Directive 1:
Count the lines of the listing that contain the string "ceiling", treating uppercase and lowercase as different. Reply with the number only.

Theatre Review by Matthew Murray

The death of rock and roll, like the death of theatre, is something that's frequently over-exaggerated. The argument at the center of Will Bennett's new play, Corporate Rock, is that the importance of music is being lost, and sellable brand names of questionable talent (one example from the play is Britney Spears) are replacing or suppressing real musical talent at every level of the industry.

If Corporate Rock's main theme is the apparently losing battle that substance is fighting against style, the message would come through much more clearly if Bennett made more serious, substantive arguments. Though the play itself is primarily a vehicle for cheap laughs, sound bites, and complaints about the degradation of quality of Rolling Stone magazine, it is, ironically, all presented with such an invigorating style that it almost seems these really are messages worth hearing.

That's due to the play's director, Timothy Haskell. Haskell has a keen theatrical eye and a kinetic sense of humor that propel the show constantly forward like a bullet from a gun. The staging he's devised is remarkably fluid and inventive, treating theatrical space and time as eminently valuable and never wasting any of either. Aided by a considerable amount of pre-recorded rock music (Vincent Oliveri is the sound designer), Haskell's Corporate Rock is overloud, overbusy, and overblown, but it always seems just right.

What he can't do is make much of the story interesting. Dylan (Travis York) is about to turn 30 and is facing a music scene he can't relate to, being kicked out of his childhood home, and losing his job at Rolling Stone if he can't help the magazine's star feature writer, Nathaniel (Jamie Benge), improve his writing. When Nathaniel is kidnapped by an aspiring French heavy metal musician (Nick Arens), Dylan sees it as an opportunity to advance his own career.

Dylan's disillusionment with music and his life is what's supposed to drive the show, but the character is too symbolic and unspecific for him (or us) to latch onto. It doesn't help that Dylan is surrounded by a roster of zany supporting characters including Dylan's oat-sowing mother (Gerry Diamond), a Vanilla Ice wannabe (Aaron Haskell), a trampy sexpot of indeterminate Eastern European origin (Natalia Hernandez), and an impossibly ditzy blonde coworker (Kellie Arens).

Directive 2:
Reproduce the review of Corporate Rock above word for word, in full.

Data shown:
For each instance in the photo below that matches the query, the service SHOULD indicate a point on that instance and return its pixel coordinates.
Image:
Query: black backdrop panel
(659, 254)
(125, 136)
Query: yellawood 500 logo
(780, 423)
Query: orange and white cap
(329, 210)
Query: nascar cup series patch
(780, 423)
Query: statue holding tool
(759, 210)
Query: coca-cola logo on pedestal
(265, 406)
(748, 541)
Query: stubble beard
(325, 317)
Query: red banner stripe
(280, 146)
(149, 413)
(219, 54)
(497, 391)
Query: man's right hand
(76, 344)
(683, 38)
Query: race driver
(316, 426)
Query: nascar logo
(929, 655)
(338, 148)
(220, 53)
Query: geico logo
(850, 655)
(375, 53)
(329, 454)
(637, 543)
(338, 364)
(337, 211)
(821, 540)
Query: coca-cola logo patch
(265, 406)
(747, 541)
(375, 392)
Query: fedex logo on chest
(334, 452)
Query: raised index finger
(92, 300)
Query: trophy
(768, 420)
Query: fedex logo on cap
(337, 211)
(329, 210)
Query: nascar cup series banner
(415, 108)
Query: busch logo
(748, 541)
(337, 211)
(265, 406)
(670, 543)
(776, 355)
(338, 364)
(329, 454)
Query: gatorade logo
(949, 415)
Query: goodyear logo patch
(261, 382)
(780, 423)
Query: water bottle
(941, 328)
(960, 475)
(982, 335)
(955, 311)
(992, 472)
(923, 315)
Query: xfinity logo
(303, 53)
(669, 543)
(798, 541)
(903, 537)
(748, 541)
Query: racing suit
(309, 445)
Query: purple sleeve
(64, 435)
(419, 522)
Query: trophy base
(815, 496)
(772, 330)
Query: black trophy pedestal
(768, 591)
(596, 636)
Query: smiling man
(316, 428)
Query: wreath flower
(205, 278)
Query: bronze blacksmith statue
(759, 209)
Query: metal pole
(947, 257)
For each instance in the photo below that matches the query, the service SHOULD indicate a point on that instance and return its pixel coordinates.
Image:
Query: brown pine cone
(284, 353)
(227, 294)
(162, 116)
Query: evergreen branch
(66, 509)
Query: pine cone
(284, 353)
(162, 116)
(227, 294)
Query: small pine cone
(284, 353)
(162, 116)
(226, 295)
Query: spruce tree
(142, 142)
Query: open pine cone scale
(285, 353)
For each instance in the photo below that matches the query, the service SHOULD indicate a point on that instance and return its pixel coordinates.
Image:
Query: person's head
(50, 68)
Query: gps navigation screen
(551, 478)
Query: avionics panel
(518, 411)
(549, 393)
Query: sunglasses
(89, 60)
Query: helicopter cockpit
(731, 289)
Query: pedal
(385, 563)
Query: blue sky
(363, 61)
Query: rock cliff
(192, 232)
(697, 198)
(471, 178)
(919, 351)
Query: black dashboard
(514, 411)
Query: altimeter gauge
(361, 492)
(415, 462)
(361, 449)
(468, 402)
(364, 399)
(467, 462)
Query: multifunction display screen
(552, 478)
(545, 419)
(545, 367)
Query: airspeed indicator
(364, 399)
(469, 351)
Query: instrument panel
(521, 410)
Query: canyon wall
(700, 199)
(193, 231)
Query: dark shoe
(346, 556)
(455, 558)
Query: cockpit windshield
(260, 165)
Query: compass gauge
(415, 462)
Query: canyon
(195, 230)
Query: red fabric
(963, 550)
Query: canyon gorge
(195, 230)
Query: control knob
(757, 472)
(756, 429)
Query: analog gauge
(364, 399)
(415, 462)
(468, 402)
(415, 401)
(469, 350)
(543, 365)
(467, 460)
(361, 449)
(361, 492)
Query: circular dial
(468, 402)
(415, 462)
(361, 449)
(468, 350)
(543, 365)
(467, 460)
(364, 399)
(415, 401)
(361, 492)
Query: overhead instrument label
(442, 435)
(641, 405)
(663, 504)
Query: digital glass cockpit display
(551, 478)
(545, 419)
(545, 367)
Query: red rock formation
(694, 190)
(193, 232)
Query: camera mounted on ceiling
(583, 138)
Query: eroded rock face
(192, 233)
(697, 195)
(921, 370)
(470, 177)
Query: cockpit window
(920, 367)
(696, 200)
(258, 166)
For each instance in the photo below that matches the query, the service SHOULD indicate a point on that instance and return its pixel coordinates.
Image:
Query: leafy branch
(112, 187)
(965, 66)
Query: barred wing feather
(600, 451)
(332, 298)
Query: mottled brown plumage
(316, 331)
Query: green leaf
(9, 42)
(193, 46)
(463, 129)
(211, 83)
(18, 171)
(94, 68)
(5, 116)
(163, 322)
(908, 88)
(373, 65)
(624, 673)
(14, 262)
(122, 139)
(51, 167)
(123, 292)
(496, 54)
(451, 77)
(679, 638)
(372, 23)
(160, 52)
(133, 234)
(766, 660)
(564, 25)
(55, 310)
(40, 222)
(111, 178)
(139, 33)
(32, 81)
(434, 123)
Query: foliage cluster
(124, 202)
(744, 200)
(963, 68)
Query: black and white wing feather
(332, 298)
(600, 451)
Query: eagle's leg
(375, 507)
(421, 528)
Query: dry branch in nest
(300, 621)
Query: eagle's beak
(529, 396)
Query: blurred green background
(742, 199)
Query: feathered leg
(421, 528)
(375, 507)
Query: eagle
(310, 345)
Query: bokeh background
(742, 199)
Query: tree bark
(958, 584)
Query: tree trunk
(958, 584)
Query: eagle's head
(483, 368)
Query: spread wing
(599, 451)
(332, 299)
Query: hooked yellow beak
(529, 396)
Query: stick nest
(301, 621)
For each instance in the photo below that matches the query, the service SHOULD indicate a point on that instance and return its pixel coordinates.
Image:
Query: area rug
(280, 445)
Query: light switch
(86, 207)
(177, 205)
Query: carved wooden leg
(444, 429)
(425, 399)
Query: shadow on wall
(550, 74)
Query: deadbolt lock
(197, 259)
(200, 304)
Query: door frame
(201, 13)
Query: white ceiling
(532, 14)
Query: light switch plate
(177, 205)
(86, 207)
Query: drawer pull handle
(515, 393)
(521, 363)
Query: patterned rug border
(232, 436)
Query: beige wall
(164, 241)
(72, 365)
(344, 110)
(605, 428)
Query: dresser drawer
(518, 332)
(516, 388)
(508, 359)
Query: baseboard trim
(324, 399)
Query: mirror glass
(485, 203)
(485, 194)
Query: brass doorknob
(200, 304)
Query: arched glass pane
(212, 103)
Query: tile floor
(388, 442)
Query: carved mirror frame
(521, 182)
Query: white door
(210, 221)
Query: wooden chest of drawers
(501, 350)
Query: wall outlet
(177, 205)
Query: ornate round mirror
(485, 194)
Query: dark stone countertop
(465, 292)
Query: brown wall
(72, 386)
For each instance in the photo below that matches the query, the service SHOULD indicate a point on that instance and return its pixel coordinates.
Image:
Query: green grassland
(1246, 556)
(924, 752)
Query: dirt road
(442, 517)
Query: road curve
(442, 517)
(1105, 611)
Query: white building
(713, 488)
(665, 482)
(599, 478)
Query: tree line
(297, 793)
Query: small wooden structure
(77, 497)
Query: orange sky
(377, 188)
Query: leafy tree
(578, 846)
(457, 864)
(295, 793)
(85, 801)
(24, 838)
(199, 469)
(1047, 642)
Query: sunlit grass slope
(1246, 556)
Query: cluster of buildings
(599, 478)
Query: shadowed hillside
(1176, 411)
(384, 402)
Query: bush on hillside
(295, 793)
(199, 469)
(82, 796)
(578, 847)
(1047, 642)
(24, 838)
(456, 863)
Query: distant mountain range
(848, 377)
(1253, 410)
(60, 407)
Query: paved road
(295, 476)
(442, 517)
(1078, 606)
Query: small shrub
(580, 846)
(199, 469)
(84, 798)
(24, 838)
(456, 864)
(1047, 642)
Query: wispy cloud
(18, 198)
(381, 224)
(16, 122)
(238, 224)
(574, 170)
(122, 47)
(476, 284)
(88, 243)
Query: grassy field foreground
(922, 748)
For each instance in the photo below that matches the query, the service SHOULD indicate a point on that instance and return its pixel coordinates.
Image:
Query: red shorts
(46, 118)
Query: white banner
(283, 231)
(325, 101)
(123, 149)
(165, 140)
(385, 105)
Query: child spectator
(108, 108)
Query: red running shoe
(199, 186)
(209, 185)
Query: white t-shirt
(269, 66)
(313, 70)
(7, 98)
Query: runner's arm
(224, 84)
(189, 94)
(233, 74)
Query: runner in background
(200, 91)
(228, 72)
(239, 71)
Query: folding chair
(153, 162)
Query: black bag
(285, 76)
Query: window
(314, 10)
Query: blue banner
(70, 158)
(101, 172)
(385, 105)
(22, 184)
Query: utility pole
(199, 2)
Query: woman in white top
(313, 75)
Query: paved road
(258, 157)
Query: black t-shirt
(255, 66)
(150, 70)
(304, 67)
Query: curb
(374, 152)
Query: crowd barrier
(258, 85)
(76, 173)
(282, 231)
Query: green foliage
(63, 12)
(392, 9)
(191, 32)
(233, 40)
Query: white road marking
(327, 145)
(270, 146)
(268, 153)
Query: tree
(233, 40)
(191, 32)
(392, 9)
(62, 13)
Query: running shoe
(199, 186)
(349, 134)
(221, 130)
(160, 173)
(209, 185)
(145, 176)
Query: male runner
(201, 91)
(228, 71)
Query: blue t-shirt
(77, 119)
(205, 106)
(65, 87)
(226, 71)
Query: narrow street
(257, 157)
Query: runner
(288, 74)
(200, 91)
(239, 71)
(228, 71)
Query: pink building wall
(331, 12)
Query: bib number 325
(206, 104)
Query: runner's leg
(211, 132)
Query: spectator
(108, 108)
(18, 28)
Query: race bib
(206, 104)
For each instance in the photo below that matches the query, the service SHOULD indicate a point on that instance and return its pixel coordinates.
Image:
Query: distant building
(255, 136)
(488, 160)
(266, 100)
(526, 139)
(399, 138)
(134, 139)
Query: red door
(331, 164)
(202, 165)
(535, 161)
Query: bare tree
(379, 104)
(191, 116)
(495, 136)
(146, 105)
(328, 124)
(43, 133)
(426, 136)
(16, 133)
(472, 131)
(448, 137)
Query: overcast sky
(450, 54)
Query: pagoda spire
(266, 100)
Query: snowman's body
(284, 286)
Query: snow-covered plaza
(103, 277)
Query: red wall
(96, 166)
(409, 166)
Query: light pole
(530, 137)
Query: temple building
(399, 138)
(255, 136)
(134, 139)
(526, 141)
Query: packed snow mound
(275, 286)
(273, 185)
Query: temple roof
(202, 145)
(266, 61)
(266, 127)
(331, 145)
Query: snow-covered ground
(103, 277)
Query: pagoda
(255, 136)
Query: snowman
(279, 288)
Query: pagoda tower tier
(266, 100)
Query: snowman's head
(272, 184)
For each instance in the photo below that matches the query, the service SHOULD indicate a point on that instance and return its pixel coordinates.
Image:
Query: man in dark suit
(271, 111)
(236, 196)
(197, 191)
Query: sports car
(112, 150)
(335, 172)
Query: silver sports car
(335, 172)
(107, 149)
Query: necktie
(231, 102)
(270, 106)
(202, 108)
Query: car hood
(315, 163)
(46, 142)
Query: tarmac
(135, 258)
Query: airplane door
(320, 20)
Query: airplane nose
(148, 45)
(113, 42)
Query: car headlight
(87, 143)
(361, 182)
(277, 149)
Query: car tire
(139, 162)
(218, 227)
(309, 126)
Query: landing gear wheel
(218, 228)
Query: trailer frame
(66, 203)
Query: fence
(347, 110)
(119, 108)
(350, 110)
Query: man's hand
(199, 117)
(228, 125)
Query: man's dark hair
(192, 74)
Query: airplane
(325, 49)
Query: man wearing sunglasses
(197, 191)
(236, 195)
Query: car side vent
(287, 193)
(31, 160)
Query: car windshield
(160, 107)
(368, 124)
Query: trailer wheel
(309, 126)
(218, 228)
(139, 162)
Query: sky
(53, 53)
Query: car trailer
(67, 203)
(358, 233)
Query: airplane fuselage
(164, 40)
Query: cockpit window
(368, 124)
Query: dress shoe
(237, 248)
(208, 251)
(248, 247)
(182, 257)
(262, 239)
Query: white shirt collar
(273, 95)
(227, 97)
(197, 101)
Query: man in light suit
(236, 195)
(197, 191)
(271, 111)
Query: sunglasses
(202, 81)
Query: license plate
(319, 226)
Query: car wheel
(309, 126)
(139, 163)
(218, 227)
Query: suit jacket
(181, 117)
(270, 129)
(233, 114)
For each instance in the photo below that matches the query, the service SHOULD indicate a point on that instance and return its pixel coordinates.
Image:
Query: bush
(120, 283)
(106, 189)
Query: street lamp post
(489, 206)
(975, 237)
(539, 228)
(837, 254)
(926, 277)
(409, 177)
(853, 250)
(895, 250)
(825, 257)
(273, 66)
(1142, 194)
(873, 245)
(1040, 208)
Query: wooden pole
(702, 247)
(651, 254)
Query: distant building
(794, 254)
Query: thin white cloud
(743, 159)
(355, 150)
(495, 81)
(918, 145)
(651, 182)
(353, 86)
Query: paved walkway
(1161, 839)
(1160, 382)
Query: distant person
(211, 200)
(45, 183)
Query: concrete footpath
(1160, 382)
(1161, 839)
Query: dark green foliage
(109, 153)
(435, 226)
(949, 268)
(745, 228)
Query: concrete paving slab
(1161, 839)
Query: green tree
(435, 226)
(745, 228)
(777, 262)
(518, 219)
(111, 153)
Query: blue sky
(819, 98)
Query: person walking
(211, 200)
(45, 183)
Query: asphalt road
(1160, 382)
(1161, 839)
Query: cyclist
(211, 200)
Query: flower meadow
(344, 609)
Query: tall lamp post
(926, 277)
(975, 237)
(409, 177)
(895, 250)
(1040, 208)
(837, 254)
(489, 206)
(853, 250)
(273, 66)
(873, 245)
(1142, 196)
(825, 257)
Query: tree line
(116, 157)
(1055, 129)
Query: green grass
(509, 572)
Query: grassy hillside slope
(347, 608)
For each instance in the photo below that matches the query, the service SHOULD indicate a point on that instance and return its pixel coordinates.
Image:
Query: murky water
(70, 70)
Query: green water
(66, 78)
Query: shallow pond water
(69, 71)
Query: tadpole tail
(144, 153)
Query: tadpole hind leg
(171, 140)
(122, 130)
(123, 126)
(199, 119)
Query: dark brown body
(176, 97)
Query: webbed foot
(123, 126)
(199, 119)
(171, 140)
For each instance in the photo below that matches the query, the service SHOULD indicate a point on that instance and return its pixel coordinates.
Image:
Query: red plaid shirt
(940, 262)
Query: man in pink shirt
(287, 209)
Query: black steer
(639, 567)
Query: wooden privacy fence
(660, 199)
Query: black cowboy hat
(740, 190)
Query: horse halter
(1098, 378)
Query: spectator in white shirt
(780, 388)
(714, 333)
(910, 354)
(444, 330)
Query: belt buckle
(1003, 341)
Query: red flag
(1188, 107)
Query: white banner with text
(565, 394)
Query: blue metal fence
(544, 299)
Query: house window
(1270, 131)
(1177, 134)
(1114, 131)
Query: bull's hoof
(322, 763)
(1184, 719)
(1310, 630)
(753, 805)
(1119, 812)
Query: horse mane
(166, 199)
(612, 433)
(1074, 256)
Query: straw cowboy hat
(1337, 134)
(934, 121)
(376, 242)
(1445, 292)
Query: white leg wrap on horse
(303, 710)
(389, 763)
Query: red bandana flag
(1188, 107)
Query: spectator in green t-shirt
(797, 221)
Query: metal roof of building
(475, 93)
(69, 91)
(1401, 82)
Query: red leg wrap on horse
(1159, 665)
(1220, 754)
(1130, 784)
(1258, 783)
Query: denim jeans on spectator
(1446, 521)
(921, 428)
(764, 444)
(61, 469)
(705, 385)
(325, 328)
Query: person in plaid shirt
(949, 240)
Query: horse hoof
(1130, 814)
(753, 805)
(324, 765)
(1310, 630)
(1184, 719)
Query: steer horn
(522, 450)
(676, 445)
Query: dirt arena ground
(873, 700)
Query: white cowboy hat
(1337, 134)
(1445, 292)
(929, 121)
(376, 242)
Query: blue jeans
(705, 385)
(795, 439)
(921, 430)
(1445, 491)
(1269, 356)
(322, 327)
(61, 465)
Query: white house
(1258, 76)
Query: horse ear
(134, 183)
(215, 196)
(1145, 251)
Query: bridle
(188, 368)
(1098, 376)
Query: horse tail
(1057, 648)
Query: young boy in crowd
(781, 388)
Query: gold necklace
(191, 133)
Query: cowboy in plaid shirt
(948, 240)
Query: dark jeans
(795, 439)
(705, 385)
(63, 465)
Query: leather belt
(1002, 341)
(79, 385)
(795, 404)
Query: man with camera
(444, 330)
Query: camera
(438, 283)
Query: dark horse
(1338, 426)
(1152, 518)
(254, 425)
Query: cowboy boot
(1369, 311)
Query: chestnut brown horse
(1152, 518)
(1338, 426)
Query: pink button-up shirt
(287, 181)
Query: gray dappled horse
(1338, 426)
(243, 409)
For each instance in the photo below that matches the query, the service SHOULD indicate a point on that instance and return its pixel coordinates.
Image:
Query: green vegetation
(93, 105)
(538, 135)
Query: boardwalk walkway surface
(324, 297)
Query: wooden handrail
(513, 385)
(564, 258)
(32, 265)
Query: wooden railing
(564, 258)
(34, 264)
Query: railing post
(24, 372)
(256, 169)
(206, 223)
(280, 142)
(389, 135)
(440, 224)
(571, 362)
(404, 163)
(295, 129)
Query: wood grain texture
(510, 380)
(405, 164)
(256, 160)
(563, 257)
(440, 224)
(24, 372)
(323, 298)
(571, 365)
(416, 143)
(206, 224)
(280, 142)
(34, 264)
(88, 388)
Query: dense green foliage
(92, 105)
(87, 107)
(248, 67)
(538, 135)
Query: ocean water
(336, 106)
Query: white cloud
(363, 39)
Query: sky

Task response 1:
2

Task response 2:
Theatre Review by Matthew Murray

The death of rock and roll, like the death of theatre, is something that's frequently over-exaggerated. The argument at the center of Will Bennett's new play, Corporate Rock, is that the importance of music is being lost, and sellable brand names of questionable talent (one example from the play is Britney Spears) are replacing or suppressing real musical talent at every level of the industry.

If Corporate Rock's main theme is the apparently losing battle that substance is fighting against style, the message would come through much more clearly if Bennett made more serious, substantive arguments. Though the play itself is primarily a vehicle for cheap laughs, sound bites, and complaints about the degradation of quality of Rolling Stone magazine, it is, ironically, all presented with such an invigorating style that it almost seems these really are messages worth hearing.

That's due to the play's director, Timothy Haskell. Haskell has a keen theatrical eye and a kinetic sense of humor that propel the show constantly forward like a bullet from a gun. The staging he's devised is remarkably fluid and inventive, treating theatrical space and time as eminently valuable and never wasting any of either. Aided by a considerable amount of pre-recorded rock music (Vincent Oliveri is the sound designer), Haskell's Corporate Rock is overloud, overbusy, and overblown, but it always seems just right.

What he can't do is make much of the story interesting. Dylan (Travis York) is about to turn 30 and is facing a music scene he can't relate to, being kicked out of his childhood home, and losing his job at Rolling Stone if he can't help the magazine's star feature writer, Nathaniel (Jamie Benge), improve his writing. When Nathaniel is kidnapped by an aspiring French heavy metal musician (Nick Arens), Dylan sees it as an opportunity to advance his own career.

Dylan's disillusionment with music and his life is what's supposed to drive the show, but the character is too symbolic and unspecific for him (or us) to latch onto. It doesn't help that Dylan is surrounded by a roster of zany supporting characters including Dylan's oat-sowing mother (Gerry Diamond), a Vanilla Ice wannabe (Aaron Haskell), a trampy sexpot of indeterminate Eastern European origin (Natalia Hernandez), and an impossibly ditzy blonde coworker (Kellie Arens).